- EXCERPT

<<<<

Start with her correct conclusion that Plaintiff lacks standing. As Judge Christoff pointed out, it is Plaintiff’s burden to establish standing even though the Court construes his pro se pleadings liberally. (ECF No. 41 at PageID 707–08.) See Bradley v. United States, 402 F. Supp. 3d 398, 403 (N.D. Ohio 2019) (citing Lujan, 504 U.S. at 560). But Plaintiff fails to meet even that liberal burden here. As discussed, he cannot bring claims on his organization’s behalf. And he has alleged no personal injury that is separate and distinct from Daughters of Zion. See Canderm Pharmacal, Ltd. v. Elder Pharms., Inc., 862 F.2d 597, 602–603 (6th Cir. 1988) (“[A]n action to redress injuries to a corporation . . . cannot be maintained by a stockholder in his own name. . . . The general rule is applicable in cases where the individual is the sole stockholder.”);
Gaff v. Fed. Deposit Ins. Corp., 814 F.2d 311, 315 (6th Cir. 1987), modified at 933 F.2d 400 (6th Cir. 1991) (“A suit for damages arising from an injury to the corporation can only be brought by the corporation itself or by a shareholder derivatively if the corporation fails to act, since only the corporation has an action for wrongs committed against it.” (citation omitted)). The R&R also correctly concludes that “to the extent Kiner seeks to represent the Daughters of Zion in this litigation, he may not do so as a non-attorney.” (ECF No. 41 at PageID 710.) Cf. Zanecki v. Health Alliance Plan of Detroit, 576 F. App’x 594, 595 (6th Cir. 2014) (“The rule against non-lawyer representation “protects the rights of those before the court” by preventing an ill-equipped layperson from squandering the rights of the party he purports to represent.” (citation omitted)). Having found no clear error, the Court ADOPTS the R&R. CONCLUSION Having reviewed Plaintiff’s objections and the R&R, the Court agrees with Judge
Christoff and ADOPTS her recommendation. The Court therefore GRANTS the County’s Motion to Dismiss, DENIES Plaintiff’s Temporary Restraining Order as MOOT, and DISMISSES his Complaint WITH PREJUDICE.5 SO ORDERED, this 18th day of February, 2026. s/Thomas L. Parker THOMAS L. PARKER UNITED STATES DISTRICT JUDGE
5 The Court dismisses Plaintiff Gerald Kiner’s Complaint with prejudice because he cannot cure his standing defects. See Stanley, 105 F.4th at 867 (explaining that an amendment is futile if the proposed changes still would not allow the pleading to survive a motion to dismiss). The Court is not ruling on whether Daughters of Zion can bring claims in a separate lawsuit while being represented by an attorney. Cf. Last Minute Cuts, LLC v. Biddle, No. 18-2631, 2019 WL 6222280, at *2 (W.D. Tenn. Oct. 18, 2019), report and recommendation adopted, No. 18-2631, 2019 WL 6219544 (W.D. Tenn. Nov. 21, 2019) (“The appropriate response for a court presented with claims brought by a pro se litigant on behalf of some other person is generally to dismiss the claims without prejudice.” (citing Zanecki, 576 F. App’x at 595)).

>>>>

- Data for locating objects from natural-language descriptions
<<<<

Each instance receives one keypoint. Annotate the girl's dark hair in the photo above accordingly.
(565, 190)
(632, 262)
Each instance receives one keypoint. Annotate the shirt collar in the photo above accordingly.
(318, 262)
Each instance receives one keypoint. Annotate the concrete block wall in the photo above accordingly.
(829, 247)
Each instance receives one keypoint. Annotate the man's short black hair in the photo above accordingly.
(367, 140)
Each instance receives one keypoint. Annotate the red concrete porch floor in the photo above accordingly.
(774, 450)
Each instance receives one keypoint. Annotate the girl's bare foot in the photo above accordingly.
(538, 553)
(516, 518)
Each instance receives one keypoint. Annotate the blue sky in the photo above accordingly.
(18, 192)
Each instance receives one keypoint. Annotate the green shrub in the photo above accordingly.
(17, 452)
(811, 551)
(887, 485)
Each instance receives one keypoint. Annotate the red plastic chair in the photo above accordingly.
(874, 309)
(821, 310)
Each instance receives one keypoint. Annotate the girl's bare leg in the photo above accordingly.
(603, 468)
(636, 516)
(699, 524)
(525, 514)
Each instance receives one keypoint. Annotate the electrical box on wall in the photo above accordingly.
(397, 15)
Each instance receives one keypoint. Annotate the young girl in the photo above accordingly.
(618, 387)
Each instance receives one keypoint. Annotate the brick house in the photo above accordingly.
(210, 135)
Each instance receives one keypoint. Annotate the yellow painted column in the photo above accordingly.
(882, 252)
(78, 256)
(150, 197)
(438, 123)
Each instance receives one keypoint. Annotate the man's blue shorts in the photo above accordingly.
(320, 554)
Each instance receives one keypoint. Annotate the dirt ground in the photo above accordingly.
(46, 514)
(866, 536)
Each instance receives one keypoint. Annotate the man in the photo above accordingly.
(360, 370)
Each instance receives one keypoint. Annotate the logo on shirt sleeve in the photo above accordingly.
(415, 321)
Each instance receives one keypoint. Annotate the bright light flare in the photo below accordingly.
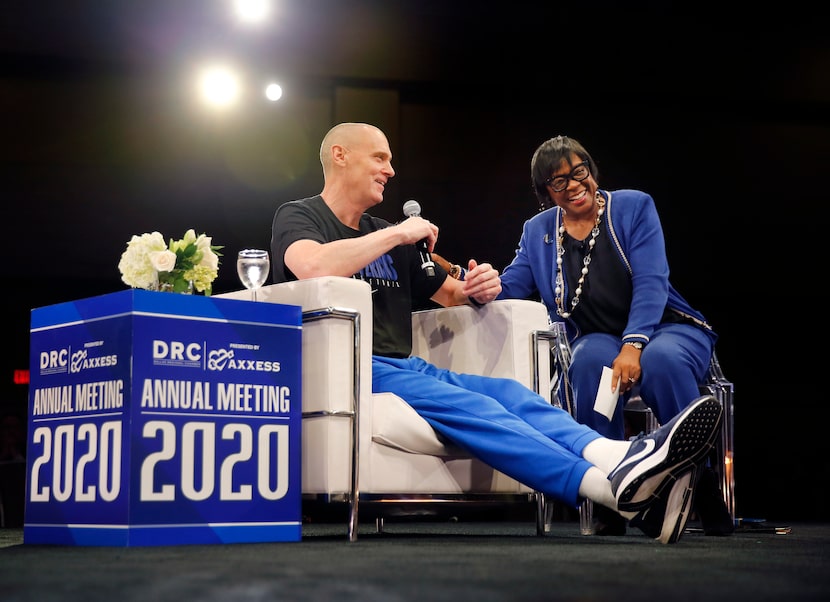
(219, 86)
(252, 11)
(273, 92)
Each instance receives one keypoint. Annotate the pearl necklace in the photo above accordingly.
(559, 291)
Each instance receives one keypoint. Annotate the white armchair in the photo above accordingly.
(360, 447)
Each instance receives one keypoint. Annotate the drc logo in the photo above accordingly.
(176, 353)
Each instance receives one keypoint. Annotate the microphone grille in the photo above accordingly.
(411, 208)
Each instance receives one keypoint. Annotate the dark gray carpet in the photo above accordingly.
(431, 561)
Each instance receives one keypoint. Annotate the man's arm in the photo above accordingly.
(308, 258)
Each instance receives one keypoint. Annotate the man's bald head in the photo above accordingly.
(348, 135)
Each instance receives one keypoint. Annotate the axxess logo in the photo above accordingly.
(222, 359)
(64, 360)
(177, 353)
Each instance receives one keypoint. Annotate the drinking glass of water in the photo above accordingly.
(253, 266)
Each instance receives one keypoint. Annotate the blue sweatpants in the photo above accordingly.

>>>>
<<<<

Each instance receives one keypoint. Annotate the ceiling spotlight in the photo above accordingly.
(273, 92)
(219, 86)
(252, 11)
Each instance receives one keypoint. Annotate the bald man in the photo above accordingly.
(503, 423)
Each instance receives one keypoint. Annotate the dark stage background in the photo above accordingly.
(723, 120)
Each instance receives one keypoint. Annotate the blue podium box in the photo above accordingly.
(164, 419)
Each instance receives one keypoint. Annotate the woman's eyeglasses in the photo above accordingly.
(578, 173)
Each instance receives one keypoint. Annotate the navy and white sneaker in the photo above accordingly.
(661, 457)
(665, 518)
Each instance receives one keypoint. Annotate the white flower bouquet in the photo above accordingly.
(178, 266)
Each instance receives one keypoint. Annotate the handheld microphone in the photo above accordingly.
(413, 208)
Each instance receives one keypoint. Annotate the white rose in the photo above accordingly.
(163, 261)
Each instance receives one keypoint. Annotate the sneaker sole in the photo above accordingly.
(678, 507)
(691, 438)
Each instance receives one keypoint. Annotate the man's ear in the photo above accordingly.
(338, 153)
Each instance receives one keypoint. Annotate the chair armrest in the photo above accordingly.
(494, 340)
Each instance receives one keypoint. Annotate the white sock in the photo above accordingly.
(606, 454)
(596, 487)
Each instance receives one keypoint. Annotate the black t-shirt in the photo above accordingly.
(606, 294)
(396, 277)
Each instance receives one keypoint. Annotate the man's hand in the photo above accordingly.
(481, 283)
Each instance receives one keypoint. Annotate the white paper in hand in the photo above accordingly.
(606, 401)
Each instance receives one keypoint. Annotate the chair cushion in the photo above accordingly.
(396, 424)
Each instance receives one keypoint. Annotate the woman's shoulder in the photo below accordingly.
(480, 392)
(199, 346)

>>>>

According to the court order, why is Gerald Kiner's Complaint dismissed with prejudice? None of the data is needed for the task.

He cannot cure his standing defects.